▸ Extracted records
┌──

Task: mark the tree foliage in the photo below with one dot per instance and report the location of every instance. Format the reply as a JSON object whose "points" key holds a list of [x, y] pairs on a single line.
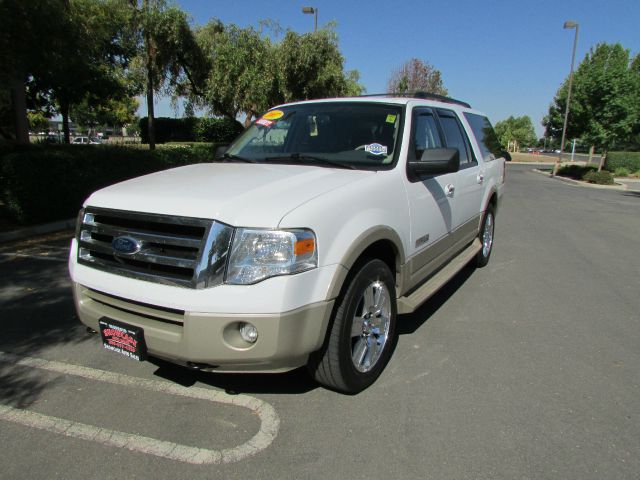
{"points": [[518, 129], [311, 66], [249, 72], [87, 59], [243, 75], [605, 100], [416, 76], [168, 54]]}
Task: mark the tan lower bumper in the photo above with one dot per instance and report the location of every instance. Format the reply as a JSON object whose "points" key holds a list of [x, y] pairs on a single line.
{"points": [[284, 342]]}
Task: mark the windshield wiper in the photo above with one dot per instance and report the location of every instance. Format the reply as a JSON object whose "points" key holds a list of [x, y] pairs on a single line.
{"points": [[309, 159], [231, 156]]}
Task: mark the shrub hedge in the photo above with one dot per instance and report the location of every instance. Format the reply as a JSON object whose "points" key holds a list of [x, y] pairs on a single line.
{"points": [[577, 172], [600, 178], [218, 130], [43, 184], [628, 160]]}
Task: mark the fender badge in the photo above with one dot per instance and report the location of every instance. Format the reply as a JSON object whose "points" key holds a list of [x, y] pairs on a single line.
{"points": [[126, 245]]}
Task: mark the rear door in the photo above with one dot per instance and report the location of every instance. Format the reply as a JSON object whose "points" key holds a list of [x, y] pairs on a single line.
{"points": [[431, 201], [469, 186]]}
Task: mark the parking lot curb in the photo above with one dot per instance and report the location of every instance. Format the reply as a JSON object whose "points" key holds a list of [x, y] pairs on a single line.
{"points": [[617, 186], [27, 232]]}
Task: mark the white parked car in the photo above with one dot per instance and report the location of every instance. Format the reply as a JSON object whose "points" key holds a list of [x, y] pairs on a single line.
{"points": [[321, 223], [85, 141]]}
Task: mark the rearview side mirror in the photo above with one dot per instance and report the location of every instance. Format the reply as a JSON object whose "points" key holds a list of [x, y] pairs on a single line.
{"points": [[435, 161], [220, 151]]}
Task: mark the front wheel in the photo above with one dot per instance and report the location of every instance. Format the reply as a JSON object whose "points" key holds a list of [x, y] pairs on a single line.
{"points": [[486, 236], [361, 338]]}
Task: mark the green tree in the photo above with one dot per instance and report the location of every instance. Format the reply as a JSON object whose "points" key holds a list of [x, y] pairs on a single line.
{"points": [[115, 112], [311, 66], [605, 101], [169, 55], [28, 47], [249, 72], [416, 76], [58, 50], [243, 73], [518, 129]]}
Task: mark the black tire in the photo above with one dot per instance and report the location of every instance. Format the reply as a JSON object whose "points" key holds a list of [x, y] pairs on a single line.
{"points": [[335, 365], [486, 236]]}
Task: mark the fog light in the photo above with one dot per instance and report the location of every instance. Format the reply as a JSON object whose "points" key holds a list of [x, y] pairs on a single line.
{"points": [[248, 332]]}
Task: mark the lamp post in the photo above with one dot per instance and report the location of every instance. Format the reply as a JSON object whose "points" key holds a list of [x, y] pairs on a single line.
{"points": [[314, 11], [567, 25]]}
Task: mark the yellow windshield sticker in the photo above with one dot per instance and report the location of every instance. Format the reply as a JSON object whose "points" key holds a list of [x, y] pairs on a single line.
{"points": [[273, 115]]}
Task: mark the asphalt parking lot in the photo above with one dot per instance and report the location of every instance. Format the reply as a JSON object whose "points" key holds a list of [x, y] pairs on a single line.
{"points": [[526, 369]]}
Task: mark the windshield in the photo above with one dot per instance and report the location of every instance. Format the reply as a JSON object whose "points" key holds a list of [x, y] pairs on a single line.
{"points": [[347, 135]]}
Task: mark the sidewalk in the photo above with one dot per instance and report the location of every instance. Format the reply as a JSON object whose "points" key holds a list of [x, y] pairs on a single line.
{"points": [[631, 184]]}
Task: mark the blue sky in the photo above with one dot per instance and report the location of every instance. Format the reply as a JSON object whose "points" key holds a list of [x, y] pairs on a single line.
{"points": [[504, 57]]}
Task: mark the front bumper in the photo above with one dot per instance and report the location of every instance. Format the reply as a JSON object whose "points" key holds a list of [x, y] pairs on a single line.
{"points": [[210, 340]]}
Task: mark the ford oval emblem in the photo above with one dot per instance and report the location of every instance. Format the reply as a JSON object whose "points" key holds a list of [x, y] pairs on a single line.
{"points": [[126, 245]]}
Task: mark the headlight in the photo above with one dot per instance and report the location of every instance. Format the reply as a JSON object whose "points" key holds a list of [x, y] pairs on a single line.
{"points": [[259, 254]]}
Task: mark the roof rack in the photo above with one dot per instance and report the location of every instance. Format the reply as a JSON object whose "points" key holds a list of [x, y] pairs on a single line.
{"points": [[421, 95]]}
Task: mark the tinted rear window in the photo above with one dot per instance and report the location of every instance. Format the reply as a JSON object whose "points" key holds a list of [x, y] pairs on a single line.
{"points": [[483, 131]]}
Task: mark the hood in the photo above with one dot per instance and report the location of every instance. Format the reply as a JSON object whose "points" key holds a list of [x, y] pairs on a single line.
{"points": [[255, 195]]}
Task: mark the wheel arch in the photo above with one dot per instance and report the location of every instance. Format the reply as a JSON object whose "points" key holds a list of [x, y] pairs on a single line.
{"points": [[378, 242]]}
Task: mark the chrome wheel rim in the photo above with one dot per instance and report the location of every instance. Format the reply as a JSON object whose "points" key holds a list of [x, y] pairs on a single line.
{"points": [[487, 235], [370, 326]]}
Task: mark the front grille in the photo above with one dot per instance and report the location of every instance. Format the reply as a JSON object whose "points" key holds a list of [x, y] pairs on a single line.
{"points": [[182, 251]]}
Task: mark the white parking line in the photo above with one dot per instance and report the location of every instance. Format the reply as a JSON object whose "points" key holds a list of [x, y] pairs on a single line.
{"points": [[269, 420]]}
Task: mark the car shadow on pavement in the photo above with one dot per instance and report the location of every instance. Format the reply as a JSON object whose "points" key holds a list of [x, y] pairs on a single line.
{"points": [[294, 382], [409, 323], [37, 313]]}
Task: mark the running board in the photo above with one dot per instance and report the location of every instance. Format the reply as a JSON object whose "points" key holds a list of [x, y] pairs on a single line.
{"points": [[418, 297]]}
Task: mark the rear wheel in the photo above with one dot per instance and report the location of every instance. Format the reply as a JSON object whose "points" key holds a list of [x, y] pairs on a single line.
{"points": [[360, 342], [486, 236]]}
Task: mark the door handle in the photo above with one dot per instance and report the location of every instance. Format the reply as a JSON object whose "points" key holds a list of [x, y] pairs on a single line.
{"points": [[449, 190]]}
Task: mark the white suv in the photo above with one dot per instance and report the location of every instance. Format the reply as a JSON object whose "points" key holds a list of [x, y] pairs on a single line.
{"points": [[300, 245]]}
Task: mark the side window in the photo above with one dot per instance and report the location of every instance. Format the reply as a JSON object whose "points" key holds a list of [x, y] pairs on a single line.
{"points": [[455, 137], [486, 137], [425, 132]]}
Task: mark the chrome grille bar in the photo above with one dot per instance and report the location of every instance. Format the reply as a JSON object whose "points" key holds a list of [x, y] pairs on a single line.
{"points": [[183, 251]]}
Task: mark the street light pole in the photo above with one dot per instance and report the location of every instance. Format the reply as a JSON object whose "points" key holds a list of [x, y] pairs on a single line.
{"points": [[314, 11], [567, 25]]}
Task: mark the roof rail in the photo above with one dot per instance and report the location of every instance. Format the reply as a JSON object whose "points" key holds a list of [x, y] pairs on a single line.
{"points": [[421, 95]]}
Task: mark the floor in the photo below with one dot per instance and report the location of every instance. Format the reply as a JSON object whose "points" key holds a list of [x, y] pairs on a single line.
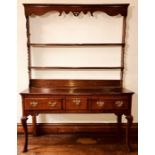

└──

▸ Requirement
Find every line in the rows above that contains the string "windshield", matching case, and copy each of those lines.

▸ Answer to this exercise
Task: mark the windshield wiper in the photo above with one dot per instance and report the location of every instance. Format the reply as a JSON object whose "points" key holds a list of [x, y] pairs on a single line.
Task: mark the yellow windshield sticker in the photo above with one dot per instance and report the location of every instance. Format the reply as a JSON object whose "points" key holds a list of [x, y] pairs on a single line.
Task: mark the windshield in the photo above with one dot per instance and report the location of every instance. Format the reply as a JSON object whose "points" key holds a list of [x, y] pairs on a single line.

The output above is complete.